*RECORDS PROVIDED*.

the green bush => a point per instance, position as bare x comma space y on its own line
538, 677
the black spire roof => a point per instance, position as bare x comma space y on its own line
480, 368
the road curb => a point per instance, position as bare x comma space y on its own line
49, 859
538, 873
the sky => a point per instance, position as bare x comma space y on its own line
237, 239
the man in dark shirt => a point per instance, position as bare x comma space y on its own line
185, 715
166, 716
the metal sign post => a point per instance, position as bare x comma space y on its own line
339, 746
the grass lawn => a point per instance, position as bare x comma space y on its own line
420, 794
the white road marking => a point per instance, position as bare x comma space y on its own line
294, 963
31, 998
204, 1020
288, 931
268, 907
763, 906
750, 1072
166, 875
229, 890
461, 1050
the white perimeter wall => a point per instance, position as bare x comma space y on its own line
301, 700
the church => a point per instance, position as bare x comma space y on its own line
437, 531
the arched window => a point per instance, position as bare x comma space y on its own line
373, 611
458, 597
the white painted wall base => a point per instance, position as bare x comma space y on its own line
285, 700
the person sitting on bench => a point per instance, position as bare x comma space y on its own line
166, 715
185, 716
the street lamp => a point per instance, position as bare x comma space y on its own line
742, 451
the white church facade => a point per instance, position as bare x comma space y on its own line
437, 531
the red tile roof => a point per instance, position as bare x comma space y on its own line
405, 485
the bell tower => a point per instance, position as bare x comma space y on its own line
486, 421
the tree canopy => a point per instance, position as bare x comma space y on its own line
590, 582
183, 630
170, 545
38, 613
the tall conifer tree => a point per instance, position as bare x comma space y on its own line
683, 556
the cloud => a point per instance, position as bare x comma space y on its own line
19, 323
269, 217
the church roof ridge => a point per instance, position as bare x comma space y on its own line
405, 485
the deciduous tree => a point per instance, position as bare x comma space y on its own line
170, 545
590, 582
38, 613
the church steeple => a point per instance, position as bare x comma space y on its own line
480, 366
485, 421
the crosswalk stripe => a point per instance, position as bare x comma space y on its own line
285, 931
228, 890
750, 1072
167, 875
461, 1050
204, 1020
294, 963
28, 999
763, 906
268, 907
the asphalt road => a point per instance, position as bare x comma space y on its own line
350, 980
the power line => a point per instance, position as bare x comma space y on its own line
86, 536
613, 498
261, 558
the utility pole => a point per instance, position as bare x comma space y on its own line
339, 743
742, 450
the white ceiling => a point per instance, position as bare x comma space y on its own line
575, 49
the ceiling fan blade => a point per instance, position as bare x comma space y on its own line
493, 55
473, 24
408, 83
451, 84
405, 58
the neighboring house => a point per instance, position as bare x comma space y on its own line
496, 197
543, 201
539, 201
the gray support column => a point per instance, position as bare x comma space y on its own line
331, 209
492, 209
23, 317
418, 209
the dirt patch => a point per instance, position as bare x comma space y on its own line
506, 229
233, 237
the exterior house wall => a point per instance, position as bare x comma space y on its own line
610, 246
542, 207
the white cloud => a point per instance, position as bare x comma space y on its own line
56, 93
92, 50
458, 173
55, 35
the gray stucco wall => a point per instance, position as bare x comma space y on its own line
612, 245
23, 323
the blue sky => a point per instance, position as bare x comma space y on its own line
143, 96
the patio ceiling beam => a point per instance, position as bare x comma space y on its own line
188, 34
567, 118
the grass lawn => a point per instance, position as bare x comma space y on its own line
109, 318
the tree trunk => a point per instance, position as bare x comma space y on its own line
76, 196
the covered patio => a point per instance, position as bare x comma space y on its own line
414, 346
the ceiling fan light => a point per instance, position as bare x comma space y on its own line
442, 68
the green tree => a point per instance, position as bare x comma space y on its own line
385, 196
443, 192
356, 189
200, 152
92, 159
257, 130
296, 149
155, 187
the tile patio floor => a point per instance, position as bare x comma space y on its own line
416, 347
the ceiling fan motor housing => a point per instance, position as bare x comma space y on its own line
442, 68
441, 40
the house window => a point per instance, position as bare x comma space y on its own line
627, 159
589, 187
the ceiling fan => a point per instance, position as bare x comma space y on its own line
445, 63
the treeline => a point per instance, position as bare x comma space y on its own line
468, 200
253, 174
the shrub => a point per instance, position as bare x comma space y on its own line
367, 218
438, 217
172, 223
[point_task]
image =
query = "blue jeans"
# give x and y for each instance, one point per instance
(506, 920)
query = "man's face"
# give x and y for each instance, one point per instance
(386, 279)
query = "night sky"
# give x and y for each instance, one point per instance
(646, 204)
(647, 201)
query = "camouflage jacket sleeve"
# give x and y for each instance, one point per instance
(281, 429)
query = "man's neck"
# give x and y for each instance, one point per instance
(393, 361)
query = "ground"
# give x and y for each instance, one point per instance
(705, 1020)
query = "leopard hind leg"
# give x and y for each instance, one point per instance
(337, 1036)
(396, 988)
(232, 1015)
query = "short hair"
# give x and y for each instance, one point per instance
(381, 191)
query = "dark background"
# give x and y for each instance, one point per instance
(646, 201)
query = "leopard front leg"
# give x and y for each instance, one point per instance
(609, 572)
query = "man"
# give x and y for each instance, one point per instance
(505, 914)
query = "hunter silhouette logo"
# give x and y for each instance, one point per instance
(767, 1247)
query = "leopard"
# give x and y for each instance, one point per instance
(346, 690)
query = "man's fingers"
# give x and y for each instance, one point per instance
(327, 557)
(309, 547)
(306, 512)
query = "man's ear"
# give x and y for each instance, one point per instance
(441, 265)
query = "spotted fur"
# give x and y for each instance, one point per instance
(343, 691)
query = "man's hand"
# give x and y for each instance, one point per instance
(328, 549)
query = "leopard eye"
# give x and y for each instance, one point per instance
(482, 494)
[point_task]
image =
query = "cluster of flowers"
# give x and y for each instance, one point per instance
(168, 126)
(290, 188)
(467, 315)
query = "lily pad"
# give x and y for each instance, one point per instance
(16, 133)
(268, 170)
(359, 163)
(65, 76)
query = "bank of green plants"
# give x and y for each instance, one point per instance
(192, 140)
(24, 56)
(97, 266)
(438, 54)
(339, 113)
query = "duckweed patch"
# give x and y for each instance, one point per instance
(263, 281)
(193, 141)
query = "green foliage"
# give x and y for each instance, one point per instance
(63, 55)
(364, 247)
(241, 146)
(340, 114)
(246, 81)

*REQUIRED ACTION*. The expected output is every line from the material above where "leopard" can be found.

*EXPECTED OUTPUT*.
query = "leopard hind leg"
query = "leopard front leg"
query = "leopard"
query = "leopard eye"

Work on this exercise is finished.